[begin GIVEN PASSAGE]

As you can tell, I was fairly pleased with United this time. Next week I am going to Hawaii on them, not for the first time, and will see how that goes. Some comparisons are valid between air and train travel, but the train is a vastly different experience. But there needs to be more uniformity of good service and RELIABILTY on Amtrak.


----------



## jis (Nov 18, 2015)

One of the things that I, like most about United is their web App. It is amazing how accurate in real time the information provided on it it. For example, last weekend everyone was stuck in Newark for a while because of FAA equipment failure in the New York Tracon. Naturally when that happens departures get pushed back due to ground stop and some gate changes happen to accommodate flights coming in out of sequence and aircraft allocations for outgoing flights changing. Me being an air-fan too, while I waited for my flight, I was checking various other flight status and my own. Amazingly changes in projected departure time appeared in the App either simultaneously or a little before it appeared on the departure board throughout the airport. For flights that had gate changes, those too appeared in the App at the same time as on the departure boards. The notifications of the changes came to me on SMS almost at the same time too. And finally the flight left ten minutes before the projected departure time. I was very impressed.

[end GIVEN PASSAGE]

BRIEF A:
List every line of the listing that contains the word "cable".
The listing has no connection to the airline travel thread.

[begin STORED RECORDS]

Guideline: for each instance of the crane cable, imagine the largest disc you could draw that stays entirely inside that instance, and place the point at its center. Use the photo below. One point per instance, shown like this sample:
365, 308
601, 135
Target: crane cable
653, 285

[end STORED RECORDS]

BRIEF B:
Please extend the airline travel thread, picking up right after its last sentence.

WRITTEN REPLY A:
Guideline: for each instance of the crane cable, imagine the largest disc you could draw that stays entirely inside that instance, and place the point at its center. Use the photo below. One point per instance, shown like this sample:
Target: crane cable

WRITTEN REPLY B:
So after that experience I dug into it a bit more on FlyerTalk, and I found that United's customer facing IT gets generally high marks from travelers, surprisingly even compared to even airlines like Singapore and Emirates, which otherwise get higher marks by far than United.

The I got thinking what an equivalent capable customer facing IT could potentially be like for Amtrak, and got a bit depressed with the current state of affairs.

Frankly you have to go through an IROPS situation to see how well the customer facing IT is, and I have generally found United's to be quite capable at handling those and Amtrak's not so much.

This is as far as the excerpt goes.